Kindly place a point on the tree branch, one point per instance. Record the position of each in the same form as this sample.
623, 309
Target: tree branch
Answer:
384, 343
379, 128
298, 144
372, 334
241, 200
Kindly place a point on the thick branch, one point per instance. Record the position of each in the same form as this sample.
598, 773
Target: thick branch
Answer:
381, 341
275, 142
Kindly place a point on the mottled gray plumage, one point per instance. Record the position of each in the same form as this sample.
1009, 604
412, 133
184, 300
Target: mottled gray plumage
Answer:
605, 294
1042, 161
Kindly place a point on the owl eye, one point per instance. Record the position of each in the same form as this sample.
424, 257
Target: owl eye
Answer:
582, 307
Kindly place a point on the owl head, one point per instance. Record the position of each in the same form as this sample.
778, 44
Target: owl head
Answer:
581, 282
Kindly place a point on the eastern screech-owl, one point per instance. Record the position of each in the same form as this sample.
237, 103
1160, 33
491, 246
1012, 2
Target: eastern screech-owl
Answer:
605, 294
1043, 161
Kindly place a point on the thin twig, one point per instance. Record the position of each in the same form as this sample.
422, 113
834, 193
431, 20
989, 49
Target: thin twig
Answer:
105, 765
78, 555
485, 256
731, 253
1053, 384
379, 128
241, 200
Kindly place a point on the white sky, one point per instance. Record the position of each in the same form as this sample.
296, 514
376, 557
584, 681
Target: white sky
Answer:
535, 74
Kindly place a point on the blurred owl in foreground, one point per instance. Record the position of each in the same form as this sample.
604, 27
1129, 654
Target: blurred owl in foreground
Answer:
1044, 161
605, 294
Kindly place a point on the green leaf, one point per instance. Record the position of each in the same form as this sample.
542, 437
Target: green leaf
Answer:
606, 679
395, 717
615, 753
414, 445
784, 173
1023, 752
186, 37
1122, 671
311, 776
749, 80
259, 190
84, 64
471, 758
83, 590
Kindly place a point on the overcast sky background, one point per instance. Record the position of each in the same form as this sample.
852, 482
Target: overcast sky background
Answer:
+===+
Copy every line above word for word, from the first through the last, changing nothing.

### FULL SOLUTION:
Kindly place a point on the tree branch, one point per instance. Record the position of each in the same form as this sample.
623, 309
Target: tree branch
Answer:
384, 343
379, 128
298, 144
372, 334
241, 200
Kindly place a point on the thick branch, one point per instance. Record the position of each in the same form as this sample.
598, 773
Target: thick branch
Answer:
381, 341
275, 142
Kindly place a point on the mottled gray plumage, one point per instance. Record the position of each in the same form as this sample.
1009, 604
412, 133
184, 300
Target: mottled gray plumage
Answer:
605, 294
1042, 161
Kindly place a point on the owl eye, one point per instance. Record the position of each in the same form as this sample.
424, 257
Target: owl eye
Answer:
582, 307
Kindly place a point on the owl head, one point per instance. Record the position of each in the same form as this sample.
778, 44
Target: owl head
Answer:
581, 282
Kindly place a point on the eastern screech-owl, one point per instance. Record the position of each in the same form as this sample.
237, 103
1160, 33
491, 246
1012, 2
Target: eastern screech-owl
Answer:
605, 294
1043, 161
Kindly place a point on the thin twig, one point per instance. Record the position of each in the same form as this sample.
422, 113
834, 193
431, 20
989, 49
Target: thin twig
Answer:
105, 765
78, 555
485, 256
731, 253
1053, 384
379, 128
241, 200
Kindly place a point on the white sky, one point per instance. Record the position of each in the same form as this sample.
296, 514
376, 557
584, 681
Target: white sky
Answer:
535, 74
Kindly place a point on the blurred owl in foreground, one point per instance. Record the position of each in the same form as this sample.
604, 27
1129, 654
Target: blurred owl in foreground
Answer:
1044, 161
605, 294
Kindly place a point on the green leaf, one point per instance. Record the position of each in the same form as this sample.
542, 437
Target: green leaf
Answer:
606, 679
395, 717
615, 753
414, 445
784, 173
1023, 752
186, 37
1122, 671
311, 776
749, 80
259, 190
84, 64
471, 758
83, 590
Kindly place a point on the overcast sky background, one point per instance. Record the position of each in the same form as this sample.
852, 482
Target: overcast sky background
Answer:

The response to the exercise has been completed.